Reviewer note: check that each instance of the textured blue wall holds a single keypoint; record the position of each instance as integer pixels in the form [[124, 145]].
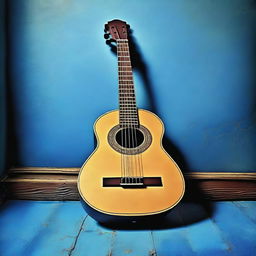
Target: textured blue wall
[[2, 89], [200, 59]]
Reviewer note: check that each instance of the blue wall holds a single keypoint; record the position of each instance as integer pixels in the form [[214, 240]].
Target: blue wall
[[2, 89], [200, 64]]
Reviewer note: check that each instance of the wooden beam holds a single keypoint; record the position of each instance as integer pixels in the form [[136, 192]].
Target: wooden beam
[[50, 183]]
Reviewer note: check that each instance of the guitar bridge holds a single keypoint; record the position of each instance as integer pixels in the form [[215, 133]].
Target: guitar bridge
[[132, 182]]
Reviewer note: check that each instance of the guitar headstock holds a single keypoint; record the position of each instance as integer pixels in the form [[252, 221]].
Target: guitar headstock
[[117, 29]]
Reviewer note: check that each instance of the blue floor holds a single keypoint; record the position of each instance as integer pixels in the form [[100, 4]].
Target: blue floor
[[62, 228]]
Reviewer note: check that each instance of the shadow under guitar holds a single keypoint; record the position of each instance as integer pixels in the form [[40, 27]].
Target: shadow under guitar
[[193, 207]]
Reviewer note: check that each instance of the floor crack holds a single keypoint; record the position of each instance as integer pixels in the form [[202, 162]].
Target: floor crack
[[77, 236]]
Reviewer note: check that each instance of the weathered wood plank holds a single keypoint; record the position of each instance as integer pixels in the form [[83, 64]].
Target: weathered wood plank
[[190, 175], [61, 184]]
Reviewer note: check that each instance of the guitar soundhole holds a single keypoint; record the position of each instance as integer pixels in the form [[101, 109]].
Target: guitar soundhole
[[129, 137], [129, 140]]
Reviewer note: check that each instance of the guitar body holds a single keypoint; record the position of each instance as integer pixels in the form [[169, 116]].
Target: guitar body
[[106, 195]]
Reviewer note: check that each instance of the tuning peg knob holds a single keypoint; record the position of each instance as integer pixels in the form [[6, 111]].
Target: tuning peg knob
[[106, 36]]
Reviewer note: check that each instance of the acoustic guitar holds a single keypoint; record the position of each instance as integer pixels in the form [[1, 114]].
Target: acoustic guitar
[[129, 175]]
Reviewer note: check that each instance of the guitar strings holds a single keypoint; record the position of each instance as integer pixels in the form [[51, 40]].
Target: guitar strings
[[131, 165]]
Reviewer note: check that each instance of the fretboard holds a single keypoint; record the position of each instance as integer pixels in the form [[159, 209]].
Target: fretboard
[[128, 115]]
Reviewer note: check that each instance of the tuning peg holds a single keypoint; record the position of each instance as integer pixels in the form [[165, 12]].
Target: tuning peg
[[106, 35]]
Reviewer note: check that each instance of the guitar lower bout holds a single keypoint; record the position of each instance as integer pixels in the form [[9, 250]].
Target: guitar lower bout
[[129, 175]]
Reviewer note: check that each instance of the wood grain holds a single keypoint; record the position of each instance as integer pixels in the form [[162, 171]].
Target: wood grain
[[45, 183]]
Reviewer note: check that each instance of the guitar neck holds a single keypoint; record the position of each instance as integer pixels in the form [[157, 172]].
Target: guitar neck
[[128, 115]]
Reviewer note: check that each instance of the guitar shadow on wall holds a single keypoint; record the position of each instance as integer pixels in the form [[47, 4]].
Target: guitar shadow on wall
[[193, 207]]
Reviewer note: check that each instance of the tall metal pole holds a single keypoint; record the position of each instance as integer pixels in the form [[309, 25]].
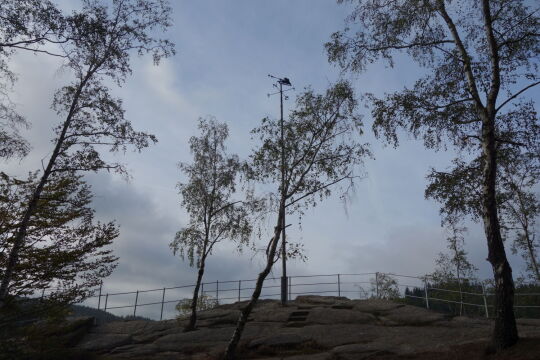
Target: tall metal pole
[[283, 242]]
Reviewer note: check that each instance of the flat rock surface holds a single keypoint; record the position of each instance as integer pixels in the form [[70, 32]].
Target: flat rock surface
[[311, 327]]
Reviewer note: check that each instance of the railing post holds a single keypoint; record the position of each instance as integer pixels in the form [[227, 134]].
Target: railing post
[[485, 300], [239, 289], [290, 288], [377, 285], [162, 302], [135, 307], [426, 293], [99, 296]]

▶ _Stated goal_
Reproduce the stretch from the start of the items through the line containing "[[50, 183]]", replacing "wooden beam" with "timber beam" and keeping all else unchanged. Leave the pictures out of your answer.

▶ _Answer below_
Reviewer note: check that each instance of the textured blue wall holds a single keypoint; record the position of each instance as integer pixels in the form [[124, 145]].
Target: textured blue wall
[[2, 89], [200, 59]]
Reviewer note: check that each instance of the blue wall holds a single keypoint; record the position of each instance as integer pixels in the form [[214, 240]].
Target: blue wall
[[2, 89], [200, 64]]
Reviewer note: check that each instance of the timber beam holds a single keypoint; record the position of each instance as integer pixels in the form [[136, 192]].
Target: timber beam
[[50, 183]]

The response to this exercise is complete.